Convert the part of the records that opens with the line containing "Where can you spot the pink plumeria flower in" and closes with the line containing "column 1000, row 316" into a JSON list of strings, one string per line, with blank lines omitted. Leave the picture out of the list.

— START DATA —

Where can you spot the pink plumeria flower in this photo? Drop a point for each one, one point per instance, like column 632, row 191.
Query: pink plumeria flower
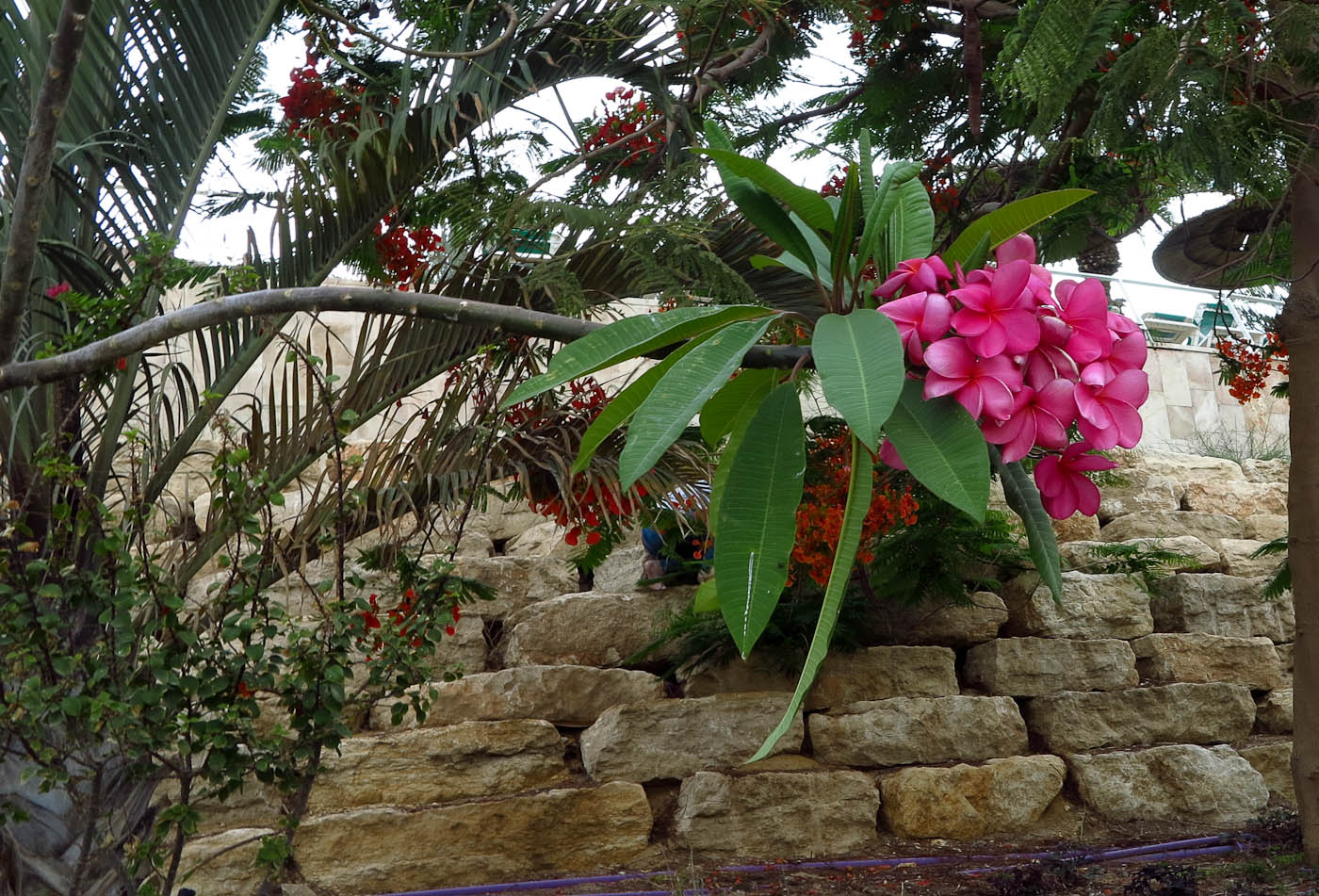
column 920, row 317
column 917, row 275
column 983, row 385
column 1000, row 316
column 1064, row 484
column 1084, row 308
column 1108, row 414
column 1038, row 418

— END DATA —
— START DATA —

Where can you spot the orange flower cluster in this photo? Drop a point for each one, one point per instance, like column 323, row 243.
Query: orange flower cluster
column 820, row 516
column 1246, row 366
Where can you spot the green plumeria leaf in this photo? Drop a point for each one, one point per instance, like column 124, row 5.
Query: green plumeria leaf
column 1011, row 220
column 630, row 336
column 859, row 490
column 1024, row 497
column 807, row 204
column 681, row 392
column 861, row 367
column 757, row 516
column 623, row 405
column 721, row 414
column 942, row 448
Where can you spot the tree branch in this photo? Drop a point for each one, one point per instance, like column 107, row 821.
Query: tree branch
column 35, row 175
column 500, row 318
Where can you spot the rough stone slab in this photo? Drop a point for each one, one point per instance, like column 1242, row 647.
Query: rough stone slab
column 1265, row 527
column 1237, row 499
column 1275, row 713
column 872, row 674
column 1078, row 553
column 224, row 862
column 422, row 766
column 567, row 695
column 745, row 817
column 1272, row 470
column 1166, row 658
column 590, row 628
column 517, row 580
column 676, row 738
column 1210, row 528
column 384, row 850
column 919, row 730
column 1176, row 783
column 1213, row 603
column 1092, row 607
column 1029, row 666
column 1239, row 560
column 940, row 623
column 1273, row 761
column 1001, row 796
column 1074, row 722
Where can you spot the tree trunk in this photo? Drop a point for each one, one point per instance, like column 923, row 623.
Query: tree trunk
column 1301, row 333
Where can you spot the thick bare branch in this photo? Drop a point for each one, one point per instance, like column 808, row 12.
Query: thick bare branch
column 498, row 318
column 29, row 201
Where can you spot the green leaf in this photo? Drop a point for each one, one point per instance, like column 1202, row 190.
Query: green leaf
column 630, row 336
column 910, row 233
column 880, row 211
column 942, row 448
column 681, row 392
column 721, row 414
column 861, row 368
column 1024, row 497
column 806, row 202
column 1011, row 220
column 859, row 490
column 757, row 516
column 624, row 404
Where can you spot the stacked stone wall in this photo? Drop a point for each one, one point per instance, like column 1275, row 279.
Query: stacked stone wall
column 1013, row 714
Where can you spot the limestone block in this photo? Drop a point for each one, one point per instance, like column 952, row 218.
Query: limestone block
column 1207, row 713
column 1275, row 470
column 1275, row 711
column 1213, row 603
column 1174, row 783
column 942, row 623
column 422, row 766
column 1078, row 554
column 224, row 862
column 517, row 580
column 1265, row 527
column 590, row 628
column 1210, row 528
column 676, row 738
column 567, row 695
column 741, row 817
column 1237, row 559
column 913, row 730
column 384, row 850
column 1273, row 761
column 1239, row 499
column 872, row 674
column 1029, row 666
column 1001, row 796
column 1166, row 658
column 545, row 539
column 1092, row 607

— END DATA —
— START DATA —

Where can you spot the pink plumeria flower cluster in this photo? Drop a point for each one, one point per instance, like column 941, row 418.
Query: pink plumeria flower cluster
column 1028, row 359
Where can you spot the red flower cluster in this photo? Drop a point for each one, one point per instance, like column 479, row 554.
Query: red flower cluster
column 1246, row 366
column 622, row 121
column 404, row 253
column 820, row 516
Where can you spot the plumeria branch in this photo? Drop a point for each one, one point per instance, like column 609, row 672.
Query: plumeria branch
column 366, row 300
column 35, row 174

— END DATA —

= ANSWER TO THE PROBLEM =
[
  "Where can you spot the pink plumeria flower in this photo? Drop a point for each one, one point per instance, like column 632, row 191.",
  "Query: pink plumeria flower",
  "column 920, row 317",
  "column 917, row 275",
  "column 983, row 385",
  "column 1000, row 316"
]